** START **

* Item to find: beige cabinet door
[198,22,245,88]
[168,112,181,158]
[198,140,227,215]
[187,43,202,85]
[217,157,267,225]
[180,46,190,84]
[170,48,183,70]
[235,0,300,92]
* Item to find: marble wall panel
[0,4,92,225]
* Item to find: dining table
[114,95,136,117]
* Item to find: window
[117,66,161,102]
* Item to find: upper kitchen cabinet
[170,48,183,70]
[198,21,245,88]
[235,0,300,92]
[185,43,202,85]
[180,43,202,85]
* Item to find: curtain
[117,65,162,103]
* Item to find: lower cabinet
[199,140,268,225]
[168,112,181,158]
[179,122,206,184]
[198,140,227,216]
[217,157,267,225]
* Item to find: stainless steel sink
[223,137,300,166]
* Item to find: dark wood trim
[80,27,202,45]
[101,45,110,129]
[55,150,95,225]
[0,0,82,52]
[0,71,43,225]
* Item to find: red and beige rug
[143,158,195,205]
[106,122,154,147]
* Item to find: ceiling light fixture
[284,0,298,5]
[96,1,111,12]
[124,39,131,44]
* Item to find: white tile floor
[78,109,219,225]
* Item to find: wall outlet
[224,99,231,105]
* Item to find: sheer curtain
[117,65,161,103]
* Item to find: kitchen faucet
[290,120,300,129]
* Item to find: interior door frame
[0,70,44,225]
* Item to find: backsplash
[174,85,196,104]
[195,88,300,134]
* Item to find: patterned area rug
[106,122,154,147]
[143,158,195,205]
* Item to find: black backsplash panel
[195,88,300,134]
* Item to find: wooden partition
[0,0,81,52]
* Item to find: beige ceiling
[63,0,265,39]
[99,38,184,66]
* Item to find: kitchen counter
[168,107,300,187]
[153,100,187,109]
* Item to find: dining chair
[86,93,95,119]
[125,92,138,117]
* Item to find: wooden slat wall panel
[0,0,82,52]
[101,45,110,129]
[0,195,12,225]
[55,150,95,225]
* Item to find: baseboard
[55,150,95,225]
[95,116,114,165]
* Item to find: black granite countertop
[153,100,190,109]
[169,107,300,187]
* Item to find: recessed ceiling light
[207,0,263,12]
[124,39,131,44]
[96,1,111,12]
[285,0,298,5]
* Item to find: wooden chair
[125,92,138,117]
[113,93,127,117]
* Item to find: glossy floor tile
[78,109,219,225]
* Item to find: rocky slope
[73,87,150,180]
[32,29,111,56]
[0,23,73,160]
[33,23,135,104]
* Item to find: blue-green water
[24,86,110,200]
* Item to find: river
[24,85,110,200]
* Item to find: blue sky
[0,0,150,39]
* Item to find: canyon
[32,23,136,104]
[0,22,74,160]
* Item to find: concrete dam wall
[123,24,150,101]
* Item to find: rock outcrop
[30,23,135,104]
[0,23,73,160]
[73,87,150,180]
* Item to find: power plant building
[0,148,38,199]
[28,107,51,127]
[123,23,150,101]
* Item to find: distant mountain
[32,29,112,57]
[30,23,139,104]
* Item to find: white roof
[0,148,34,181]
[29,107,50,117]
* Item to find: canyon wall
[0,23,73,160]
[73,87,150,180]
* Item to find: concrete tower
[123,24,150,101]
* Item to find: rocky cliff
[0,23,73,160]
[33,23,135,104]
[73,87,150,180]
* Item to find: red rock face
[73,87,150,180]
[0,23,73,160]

** END **

* [Work to complete] Starting at the line that has "patterned area rug" and stopping after the last line, express those lines as a two-column CSV with the header item,boxes and one row per item to find. Put each item's text and its answer in separate quoted fields, with line breaks turned into spaces.

* [Exercise answer]
item,boxes
"* Item to find: patterned area rug","[106,122,154,147] [143,158,195,205]"
"* Item to find: black backsplash panel","[195,88,300,134]"
"* Item to find: wooden partition","[0,0,81,52]"
"* Item to find: beige ceiling","[63,0,265,39] [99,38,184,66]"
"* Item to find: kitchen counter","[168,107,300,187] [153,100,187,109]"
"* Item to find: dining chair","[86,93,95,119] [125,92,138,117]"
"* Item to find: wooden slat wall panel","[0,0,82,52] [101,45,110,129] [0,195,12,225] [55,150,95,225]"
"* Item to find: baseboard","[55,150,95,225] [95,116,114,165]"
"* Item to find: black granite countertop","[153,100,190,109] [169,107,300,187]"
"* Item to find: recessed ceiling light","[207,0,263,12] [124,39,131,44] [96,1,111,12] [285,0,298,5]"
"* Item to find: wooden chair","[125,92,138,117] [113,93,127,117]"
"* Item to find: glossy floor tile","[78,109,219,225]"
"* Item to find: rocky slope","[73,87,150,180] [32,29,111,56] [0,23,73,160] [33,23,135,104]"
"* Item to find: blue-green water","[24,86,110,200]"
"* Item to find: river","[24,85,110,200]"
"* Item to find: blue sky","[0,0,150,39]"
"* Item to find: canyon","[32,23,136,104] [0,22,74,160]"
"* Item to find: concrete dam wall","[123,24,150,101]"
"* Item to find: rock outcrop","[30,23,135,104] [0,23,73,160] [73,87,150,180]"
"* Item to find: power plant building","[0,148,38,199] [28,107,51,127] [123,23,150,101]"
"* Item to find: distant mountain","[32,29,112,57] [30,23,139,104]"
"* Item to find: white roof","[0,148,34,181] [29,107,50,117]"
"* Item to find: canyon wall","[0,23,73,160] [73,87,150,180]"
"* Item to find: concrete tower","[123,24,150,101]"
"* Item to find: rocky cliff","[0,23,73,160] [33,23,135,104] [73,87,150,180]"
"* Item to find: red rock face","[73,87,150,180] [0,23,73,160]"